*Problem:* A faithful copy of all the data is required; pictures should not be included.

□ □ □

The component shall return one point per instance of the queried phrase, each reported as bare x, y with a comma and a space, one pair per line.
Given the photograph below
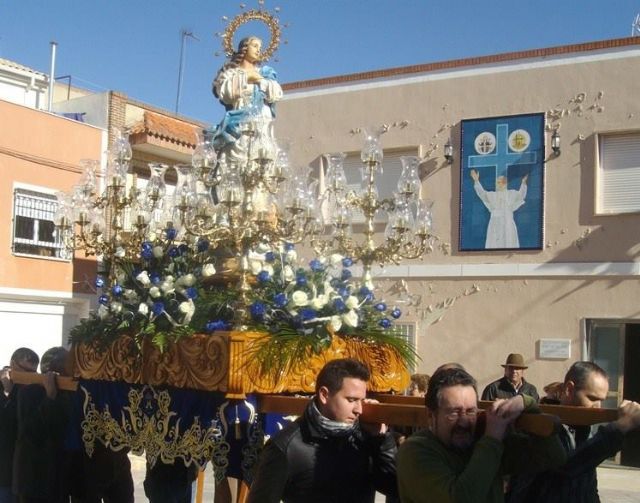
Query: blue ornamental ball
280, 299
203, 245
257, 310
171, 233
339, 305
384, 323
316, 265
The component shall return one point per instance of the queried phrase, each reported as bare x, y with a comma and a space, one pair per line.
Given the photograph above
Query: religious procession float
205, 304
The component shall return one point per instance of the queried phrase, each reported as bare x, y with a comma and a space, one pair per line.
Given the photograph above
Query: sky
133, 46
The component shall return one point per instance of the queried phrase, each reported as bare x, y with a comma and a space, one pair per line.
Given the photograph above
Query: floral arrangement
168, 294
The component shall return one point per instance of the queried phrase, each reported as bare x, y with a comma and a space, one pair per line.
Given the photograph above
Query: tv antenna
184, 33
635, 26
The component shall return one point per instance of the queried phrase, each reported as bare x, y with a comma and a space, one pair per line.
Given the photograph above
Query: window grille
34, 231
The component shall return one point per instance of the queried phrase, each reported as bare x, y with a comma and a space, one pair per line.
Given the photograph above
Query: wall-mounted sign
558, 349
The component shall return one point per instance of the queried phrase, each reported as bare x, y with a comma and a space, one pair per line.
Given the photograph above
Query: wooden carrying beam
575, 416
64, 383
406, 412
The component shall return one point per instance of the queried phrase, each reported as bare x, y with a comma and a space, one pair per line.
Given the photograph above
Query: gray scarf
330, 427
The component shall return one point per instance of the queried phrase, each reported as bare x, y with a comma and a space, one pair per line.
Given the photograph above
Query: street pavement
616, 484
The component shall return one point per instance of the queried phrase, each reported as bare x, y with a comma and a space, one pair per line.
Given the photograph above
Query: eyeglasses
455, 414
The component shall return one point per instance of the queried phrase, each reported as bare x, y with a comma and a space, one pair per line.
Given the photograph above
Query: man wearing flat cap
512, 383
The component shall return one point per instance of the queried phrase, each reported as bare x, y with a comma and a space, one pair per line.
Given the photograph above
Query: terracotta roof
460, 63
167, 129
18, 66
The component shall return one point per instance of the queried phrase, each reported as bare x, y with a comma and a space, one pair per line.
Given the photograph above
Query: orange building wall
43, 150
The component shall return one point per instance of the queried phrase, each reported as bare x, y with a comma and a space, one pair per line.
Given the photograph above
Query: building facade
572, 294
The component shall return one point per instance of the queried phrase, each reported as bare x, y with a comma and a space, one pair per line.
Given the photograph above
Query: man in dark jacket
327, 455
24, 360
40, 464
585, 385
464, 455
512, 383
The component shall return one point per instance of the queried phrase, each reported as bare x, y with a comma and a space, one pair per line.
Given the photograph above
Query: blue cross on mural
502, 158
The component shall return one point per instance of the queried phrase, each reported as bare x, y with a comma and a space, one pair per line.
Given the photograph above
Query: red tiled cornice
167, 129
460, 63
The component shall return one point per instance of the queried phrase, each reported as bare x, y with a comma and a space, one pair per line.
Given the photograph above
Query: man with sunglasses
460, 458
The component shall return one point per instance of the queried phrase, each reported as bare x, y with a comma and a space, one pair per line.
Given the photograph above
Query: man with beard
585, 385
455, 459
327, 455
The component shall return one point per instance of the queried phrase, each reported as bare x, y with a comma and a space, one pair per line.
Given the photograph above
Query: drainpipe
52, 73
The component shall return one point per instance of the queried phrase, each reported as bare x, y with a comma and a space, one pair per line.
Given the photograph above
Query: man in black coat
585, 385
512, 383
327, 455
24, 360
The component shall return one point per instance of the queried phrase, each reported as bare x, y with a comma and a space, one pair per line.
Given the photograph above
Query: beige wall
509, 313
41, 150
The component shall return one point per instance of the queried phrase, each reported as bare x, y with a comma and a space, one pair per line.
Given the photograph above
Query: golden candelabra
408, 229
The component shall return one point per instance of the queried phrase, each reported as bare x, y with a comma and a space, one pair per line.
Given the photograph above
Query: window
618, 178
386, 181
34, 232
408, 331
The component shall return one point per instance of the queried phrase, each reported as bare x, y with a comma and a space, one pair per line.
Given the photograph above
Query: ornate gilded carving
223, 362
121, 361
147, 425
197, 362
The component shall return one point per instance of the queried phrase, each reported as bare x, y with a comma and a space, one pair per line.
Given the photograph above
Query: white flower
208, 270
291, 256
336, 323
319, 301
335, 259
289, 274
130, 294
256, 266
143, 278
187, 280
263, 248
351, 302
299, 298
167, 286
187, 308
328, 289
350, 318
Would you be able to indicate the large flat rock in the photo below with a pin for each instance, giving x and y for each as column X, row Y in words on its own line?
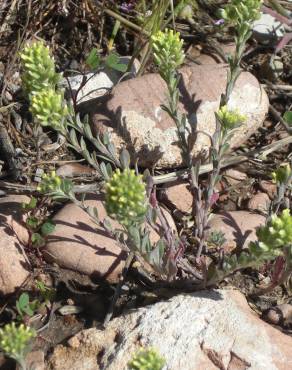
column 78, row 244
column 136, row 121
column 208, row 330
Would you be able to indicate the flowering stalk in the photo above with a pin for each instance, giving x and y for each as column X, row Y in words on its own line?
column 283, row 179
column 241, row 14
column 169, row 55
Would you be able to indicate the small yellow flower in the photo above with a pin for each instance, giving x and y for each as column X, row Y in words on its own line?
column 125, row 198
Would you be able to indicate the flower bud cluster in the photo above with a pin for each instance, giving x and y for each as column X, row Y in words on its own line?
column 125, row 198
column 49, row 109
column 168, row 52
column 40, row 81
column 38, row 68
column 242, row 11
column 278, row 231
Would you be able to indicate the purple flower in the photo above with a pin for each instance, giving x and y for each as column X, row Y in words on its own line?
column 127, row 6
column 219, row 22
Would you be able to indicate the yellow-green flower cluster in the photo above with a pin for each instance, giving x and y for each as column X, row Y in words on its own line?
column 15, row 339
column 229, row 119
column 49, row 109
column 125, row 198
column 282, row 175
column 278, row 231
column 50, row 183
column 38, row 66
column 242, row 11
column 168, row 52
column 147, row 359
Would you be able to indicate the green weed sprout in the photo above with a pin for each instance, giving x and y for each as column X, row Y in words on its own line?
column 14, row 342
column 39, row 72
column 229, row 119
column 282, row 175
column 55, row 186
column 49, row 109
column 125, row 198
column 146, row 359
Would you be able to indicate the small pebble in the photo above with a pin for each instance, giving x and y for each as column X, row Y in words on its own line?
column 280, row 315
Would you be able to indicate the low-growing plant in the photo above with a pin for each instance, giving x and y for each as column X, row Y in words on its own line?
column 146, row 359
column 130, row 198
column 15, row 341
column 25, row 307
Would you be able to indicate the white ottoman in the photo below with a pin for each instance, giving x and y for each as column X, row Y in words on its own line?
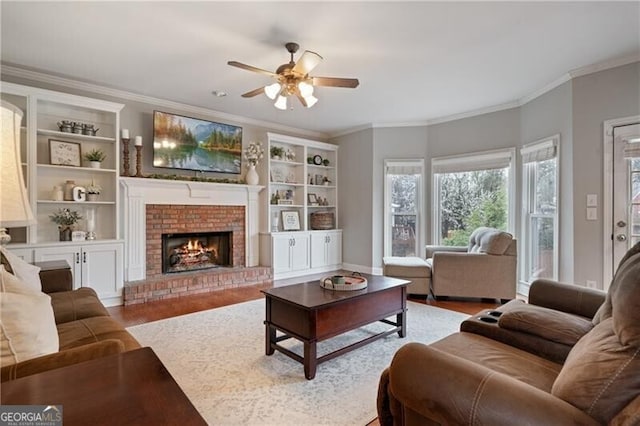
column 414, row 269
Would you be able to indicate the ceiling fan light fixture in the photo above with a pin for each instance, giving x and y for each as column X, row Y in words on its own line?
column 305, row 89
column 310, row 100
column 281, row 103
column 272, row 90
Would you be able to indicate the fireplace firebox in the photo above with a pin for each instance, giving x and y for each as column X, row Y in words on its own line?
column 194, row 251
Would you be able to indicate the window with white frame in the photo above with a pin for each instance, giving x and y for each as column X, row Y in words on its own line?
column 540, row 209
column 403, row 207
column 470, row 191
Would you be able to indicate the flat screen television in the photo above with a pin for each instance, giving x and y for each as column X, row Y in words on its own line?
column 187, row 143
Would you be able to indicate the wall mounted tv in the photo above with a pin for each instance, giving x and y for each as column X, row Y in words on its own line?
column 187, row 143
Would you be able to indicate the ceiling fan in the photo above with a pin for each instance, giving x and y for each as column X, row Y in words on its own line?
column 293, row 79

□ □ □

*Exercise output:*
The component shall return one point per instance of the queried phrase, each reported as bare x, y with a comma and a space, one pair per line.
Given the photograph below
Query: blue ornamental ball
280, 299
203, 245
257, 310
171, 233
339, 305
384, 323
316, 265
The component shall return one point per instance of the queried phrase, each reported as bare x, y with a comma and a space, one pair per line.
Given the photograph above
Query: religious procession float
205, 304
The component shall return one point per instance of the queried phrase, each reported as bare x, y with a comma and a space, one pair per line.
Given the photograph above
Query: sky
133, 46
The component shall return one point per instance of the queried phrase, each reported as bare x, y with a comma and a space, one pair per line.
Given the photograph above
Query: floral arrangement
168, 294
The component shall return one point per instance of the queried phrase, each reported as bare x, y with a comma and a space, one pair per line.
Given the photograph above
Query: tv antenna
184, 33
635, 26
The component shall return one point per instance of the queried phrase, each reported as bare x, y with a comma and a space, one pair per line.
Given the photograph above
Query: window grille
34, 231
The component shall return one point per instance of the queried phrase, each reported as bare x, y with a comma and a space, one pair per line.
Given the photograph above
Query: wall-mounted sign
558, 349
The component shall return one point per instance of the queried phrase, each reported as bare x, y with a comma and a space, one pair per line.
Given the photograph above
Query: wooden carrying beam
575, 416
64, 383
406, 412
The component shall return one point per instance of the queried phrase, each reported as bare x, y with a comma and a space, one pair per line.
Given the photograph above
Query: gray scarf
330, 427
The component shall return one point per instance of the queried phrase, each reported as bare x, y with a comma and a space, one pair per line.
Given the photograph above
Query: street pavement
616, 484
The component shall return one point per instance of the queried phrase, each reported as bare x, y with a comma and a space, one pair per line.
Given the photograph above
Query: eyeglasses
455, 414
The component shall return one point per instance of the queried phrase, each reported as bare x, y with a comma and a space, one pair per line.
Given the photograph above
Query: man wearing flat cap
512, 383
The component shall return one point per instance of the queried phrase, each reported as bare x, y with a comma and a space, one pair per line.
Given the photograph above
Query: terracotta roof
460, 63
167, 129
18, 66
The component shall return one point per instance of the queried phrase, each reported as bare x, y with a comma and a space, one pair per line.
Given the photograph above
Query: orange building wall
43, 150
The component shall return one point per instance of the queried phrase, each reported as bare x, y with a comma and a space, one pair per line.
Given the photograph above
Query: building facade
572, 294
The component shall return one point per instance of the queried phrase, each reported as bare x, y with a comma and a space, one pair per line.
Given the photograph above
Query: man in dark jacket
327, 455
24, 360
40, 464
585, 385
464, 455
512, 383
The component shall return one point per instance of the queried phrase, each reported as bare x, y with a comma and a space, one pair per line.
Given the photograph above
Query: blue cross on mural
502, 158
The component shall return one point per instance of the queried phrase, each reported as bare x, y with a comma and a space, one pair per line.
Given the photograph above
Query: red tiled cornice
167, 129
460, 63
The component shall return one point per instance of the queried phrase, each reported as bare x, y with a comma and a space, one pair per line.
Given the photograph above
Query: man with sunglasses
460, 458
The component shall return one point per instance of the queried phrase, each reported as bare x, y with a comma and a space, one pair per line.
Given the photograph above
Query: man with beard
585, 385
455, 459
327, 455
The component shall return one point per instance of the queried phrase, each reported as bare x, y with a comma and a space, one pair per line.
Given the photograph above
Query: drainpipe
52, 73
The component shall return one point per instance of the queried phrase, each reported as bare x, y with a comma and a space, one pair per line.
Given the photograph above
Query: man in black coat
585, 385
512, 383
327, 455
24, 360
The component shall return one point per instance of the queried phrase, each reported as bare x, y with a comma and a space, one pair per line.
Given the photograph above
Query: beige wall
509, 313
41, 150
The component shall return one point per instance of the queried phrase, each reported as bare x, y with a comma and a space, one pair per line.
Given the photograph above
Query: golden candelabra
408, 229
The component shall return one point per instance of the queried phrase, each reported as bare x, y with a comma and a space, one pair per line.
Given the photograph above
Query: window
618, 178
386, 181
34, 232
408, 331
The component shall return one point per instance of the queried phrase, each reported as bare x, y with a comma and a space, one pair per line.
Given the photograph above
Query: ornate gilded carving
223, 362
121, 361
147, 425
197, 362
The component shall return one point per instance of the queried phrase, each reported as bare x, y with a comma and a space, one pair per line.
Given the photograph above
Query: white flower
208, 270
291, 256
336, 323
319, 301
335, 259
289, 274
130, 294
256, 266
143, 278
187, 280
263, 248
351, 302
299, 298
167, 286
187, 308
328, 289
350, 318
Would you be able to indicate the large flat rock in the photo below with a pin for each instance, giving x and y for each as column X, row Y in words on its own line?
column 78, row 244
column 136, row 121
column 208, row 330
Would you be able to indicate the flowering stalk in the photo above with a pin for each instance, giving x and y for each as column X, row Y in words on its own line?
column 283, row 179
column 241, row 14
column 169, row 55
Would you be able to indicate the small yellow flower in the photo above with a pin for each instance, giving x and y for each as column X, row Y in words on its own line?
column 125, row 198
Would you be able to indicate the flower bud cluster in the photo above with a pin for each instance, giving x and y for each as column X, row Y in words on its own line?
column 125, row 198
column 49, row 109
column 168, row 52
column 40, row 81
column 38, row 68
column 242, row 11
column 278, row 231
Would you be able to indicate the purple flower in the photo above with a pin for each instance, giving x and y for each as column X, row Y in words on its own line?
column 127, row 6
column 219, row 22
Would you be able to indicate the yellow-green flower cluster in the photo above with a pin for each instance, giving x and y for each as column X, row Y in words on its own line?
column 15, row 339
column 229, row 119
column 49, row 109
column 125, row 198
column 282, row 175
column 278, row 231
column 50, row 183
column 38, row 66
column 242, row 11
column 168, row 52
column 147, row 359
Would you be able to indicate the green weed sprout in the photo above with a pin for each instance, giving x and y for each as column X, row Y in words on its own line?
column 14, row 342
column 39, row 72
column 229, row 119
column 282, row 175
column 55, row 186
column 49, row 109
column 125, row 198
column 146, row 359
Would you be able to indicate the small pebble in the photo above with a pin for each instance, giving x and y for each as column X, row Y in words on its own line?
column 280, row 315
Would you be able to indicate the low-growing plant in the photo above with a pin for each instance, giving x and y for each as column X, row Y in words on its own line?
column 146, row 359
column 130, row 198
column 15, row 341
column 25, row 307
Would you be able to indicate the white ottoman in the photo below with a pin for each instance, giving x and y for each as column X, row Y in words on its own line?
column 414, row 269
Would you be able to indicate the ceiling fan light fixture in the photo above with a pin for each instance, giving x and y for each as column X, row Y in words on its own line?
column 305, row 89
column 310, row 100
column 281, row 103
column 272, row 90
Would you be able to indicate the fireplace firebox in the photo above with a pin for each instance, giving x and y for each as column X, row Y in words on its own line?
column 194, row 251
Would you be able to indicate the window with white frame in the photo above with a pin for each instance, giving x and y for each as column X, row Y in words on its own line?
column 540, row 209
column 403, row 207
column 470, row 191
Would you be able to indicate the flat screen television in the photo above with a pin for each instance, giving x and y for each as column X, row Y in words on its own line?
column 187, row 143
Would you be able to indicate the wall mounted tv in the photo above with a pin for each instance, giving x and y for each as column X, row Y in words on its own line?
column 187, row 143
Would you be able to indicate the ceiling fan in the photo above with a pin for each instance, giving x and y for each as column X, row Y in words on its own line?
column 293, row 79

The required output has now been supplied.